Skip to content

Using the RefGetClient to interact with a Sequence Collections API

Introduction

The refget Python package contains an object called RefGetClient that provides a simple Python API for interacing with a remote refget server. It is capable of interacting either with a Refget Sequences API, or a Refget Sequence Collections API. Here, we will demonstrate how to use it to interact with a Sequence Collections API.

Tutorial

Instantiate a RefGetClient object by giving it the base URL to the API.

from refget import RefGetClient

rgc = RefGetClient()  # This will use default API URLs
rgc = RefGetClient(seqcol_api_urls=["https://seqcolapi.databio.org"], seq_api_urls=None)  # Use the demo seqcolapi instance

Now, you can interact with this object to run any of the API functions Check what's available

rgc.list_collections(page_size=5)

Retrieve a collection:

seqcol = rgc.get_collection("fLf5M0BOIPIqcfbE6R8oYwxsy-PnoV32")
seqcol
# {'lengths': [8, 4, 4],
#  'names': ['chrX', 'chr1', 'chr2'],
#  'sequences': ['SQ.iYtREV555dUFKg2_agSJW6suquUyPpMw',
#   'SQ.YBbVX0dLKG1ieEDCiMmkrTZFt_Z5Vdaj',
#   'SQ.AcLxtBuKEPk_7PGE_H4dGElwZHCujwH6'],
#  'sorted_name_length_pairs': ['IWFt7HQ4XoMk34U27BKO-4szSRifP6H5',
#   'chDD8A4S8YZKNNctCimHasAA2Dn596SZ',
#   'enZNOGccwFbN9yJ3YZVifFTFCVA9hIpH']}

Get a list of collections that have a certain digest for an attribute:

l = rgc.list_collections(page=1, page_size=2, attribute="lengths", attribute_digest="cGRMZIb3AVgkcAfNv39RN7hnT5Chk7RX")

List all available values of a specific attribute:

a = rgc.list_attributes("lengths", page_size=3)

Compare two sequence collections:

rgc.compare("fLf5M0BOIPIqcfbE6R8oYwxsy-PnoV32", "MFxJDHkVdTBlPvUFRbYWDZYxmycvHSRp")

Here are some other examples using a different server API:

scclient = RefGetClient(seqcol_api_urls=["http://45.88.81.158:8081/eva/webservices/seqcol"])
seqcol_1 = scclient.get_collection("3mTg0tAA3PS-R1TzelLVWJ2ilUzoWfVq", level=1)
seqcol_2 = scclient.get_collection("3mTg0tAA3PS-R1TzelLVWJ2ilUzoWfVq", level=2)

Now that you have the seqeuence digests, if you gave the client a sequences API URL, you could also retrieve the actual sequences like this (optional):

rgc = refget.RefGetClient(seq_api_urls=[]"https://www.ebi.ac.uk/ena/cram/sequence/"])
rgc.get_sequence(seqcol['sequences'][0])

Debugging

If you want, you can upgrade the logging level for debug code

_LOGGER = logging.getLogger(__name__)
_LOGGER.setLevel("DEBUG")

--

> [What you have to do]
Quote the stretch of the RefGetClient tutorial from "Skip to content" through "to the API." word for word. The material has no connection to the RefGetClient tutorial.

--

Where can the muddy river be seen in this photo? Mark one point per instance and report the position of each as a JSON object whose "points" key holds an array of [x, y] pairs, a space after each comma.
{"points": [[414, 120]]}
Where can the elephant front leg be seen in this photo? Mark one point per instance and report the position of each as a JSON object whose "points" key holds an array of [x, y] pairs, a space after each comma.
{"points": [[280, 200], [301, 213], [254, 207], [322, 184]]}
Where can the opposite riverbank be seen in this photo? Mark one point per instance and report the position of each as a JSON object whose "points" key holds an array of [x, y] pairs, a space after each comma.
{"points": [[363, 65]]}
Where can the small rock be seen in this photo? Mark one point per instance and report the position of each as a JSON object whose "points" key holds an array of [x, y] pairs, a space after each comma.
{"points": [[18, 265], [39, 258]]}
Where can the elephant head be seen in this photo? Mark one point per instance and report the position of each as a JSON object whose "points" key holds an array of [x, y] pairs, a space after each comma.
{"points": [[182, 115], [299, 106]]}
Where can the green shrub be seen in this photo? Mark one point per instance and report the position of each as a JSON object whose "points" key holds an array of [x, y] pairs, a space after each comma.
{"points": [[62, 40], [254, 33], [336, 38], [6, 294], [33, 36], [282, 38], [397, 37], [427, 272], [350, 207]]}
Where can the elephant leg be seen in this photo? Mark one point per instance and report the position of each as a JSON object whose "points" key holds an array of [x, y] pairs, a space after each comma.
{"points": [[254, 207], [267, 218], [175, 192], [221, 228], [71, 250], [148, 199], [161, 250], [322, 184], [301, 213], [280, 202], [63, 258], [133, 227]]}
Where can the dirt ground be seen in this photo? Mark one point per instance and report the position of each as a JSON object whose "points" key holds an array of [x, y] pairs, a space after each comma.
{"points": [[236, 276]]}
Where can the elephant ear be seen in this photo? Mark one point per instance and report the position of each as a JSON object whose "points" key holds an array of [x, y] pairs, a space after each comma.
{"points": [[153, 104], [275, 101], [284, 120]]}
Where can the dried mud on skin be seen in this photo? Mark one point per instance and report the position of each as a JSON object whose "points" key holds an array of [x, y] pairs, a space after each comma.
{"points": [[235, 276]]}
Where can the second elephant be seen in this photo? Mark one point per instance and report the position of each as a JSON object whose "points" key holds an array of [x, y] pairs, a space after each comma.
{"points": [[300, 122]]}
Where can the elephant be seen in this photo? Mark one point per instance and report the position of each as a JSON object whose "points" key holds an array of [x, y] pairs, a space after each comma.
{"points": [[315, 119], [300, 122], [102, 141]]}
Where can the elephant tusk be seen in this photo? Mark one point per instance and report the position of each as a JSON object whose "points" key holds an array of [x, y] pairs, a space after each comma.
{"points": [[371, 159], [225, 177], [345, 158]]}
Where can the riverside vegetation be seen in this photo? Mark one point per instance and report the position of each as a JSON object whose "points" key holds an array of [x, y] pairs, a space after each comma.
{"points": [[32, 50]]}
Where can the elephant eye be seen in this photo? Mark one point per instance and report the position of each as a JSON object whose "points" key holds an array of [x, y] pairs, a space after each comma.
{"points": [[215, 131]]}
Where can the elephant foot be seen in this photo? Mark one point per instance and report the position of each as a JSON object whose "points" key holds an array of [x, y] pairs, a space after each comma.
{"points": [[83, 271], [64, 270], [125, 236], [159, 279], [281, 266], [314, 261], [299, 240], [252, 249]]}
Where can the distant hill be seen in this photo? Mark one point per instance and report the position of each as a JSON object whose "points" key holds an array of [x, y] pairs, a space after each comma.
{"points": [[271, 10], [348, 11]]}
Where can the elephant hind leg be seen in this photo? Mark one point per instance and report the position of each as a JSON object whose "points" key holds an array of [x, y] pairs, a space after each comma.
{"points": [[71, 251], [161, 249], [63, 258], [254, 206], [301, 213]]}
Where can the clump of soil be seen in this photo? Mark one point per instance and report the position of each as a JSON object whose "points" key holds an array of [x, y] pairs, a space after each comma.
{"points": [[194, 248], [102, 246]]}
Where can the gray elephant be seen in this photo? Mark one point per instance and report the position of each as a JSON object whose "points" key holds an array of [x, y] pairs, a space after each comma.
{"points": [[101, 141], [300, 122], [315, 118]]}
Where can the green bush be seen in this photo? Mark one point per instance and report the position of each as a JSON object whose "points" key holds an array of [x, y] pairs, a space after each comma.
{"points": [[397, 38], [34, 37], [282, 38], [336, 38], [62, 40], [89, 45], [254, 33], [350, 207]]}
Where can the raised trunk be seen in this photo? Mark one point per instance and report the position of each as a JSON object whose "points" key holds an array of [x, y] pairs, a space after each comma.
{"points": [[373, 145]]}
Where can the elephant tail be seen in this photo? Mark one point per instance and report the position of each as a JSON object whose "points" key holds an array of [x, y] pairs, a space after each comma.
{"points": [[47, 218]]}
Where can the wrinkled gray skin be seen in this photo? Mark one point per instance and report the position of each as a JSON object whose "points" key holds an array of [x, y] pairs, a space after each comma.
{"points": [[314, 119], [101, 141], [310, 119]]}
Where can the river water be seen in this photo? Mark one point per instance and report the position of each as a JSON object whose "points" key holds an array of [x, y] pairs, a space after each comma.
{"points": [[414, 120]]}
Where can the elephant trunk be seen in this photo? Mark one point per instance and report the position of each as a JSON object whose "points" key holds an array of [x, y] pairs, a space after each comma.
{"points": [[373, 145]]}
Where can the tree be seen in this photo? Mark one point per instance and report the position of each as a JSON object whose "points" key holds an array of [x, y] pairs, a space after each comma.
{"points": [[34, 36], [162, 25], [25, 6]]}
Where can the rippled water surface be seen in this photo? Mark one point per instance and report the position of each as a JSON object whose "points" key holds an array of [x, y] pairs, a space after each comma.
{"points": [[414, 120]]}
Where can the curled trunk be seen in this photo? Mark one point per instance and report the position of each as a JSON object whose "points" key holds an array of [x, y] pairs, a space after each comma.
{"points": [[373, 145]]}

--

> [Final answer]
Skip to content

Using the RefGetClient to interact with a Sequence Collections API

Introduction

The refget Python package contains an object called RefGetClient that provides a simple Python API for interacing with a remote refget server. It is capable of interacting either with a Refget Sequences API, or a Refget Sequence Collections API. Here, we will demonstrate how to use it to interact with a Sequence Collections API.

Tutorial

Instantiate a RefGetClient object by giving it the base URL to the API.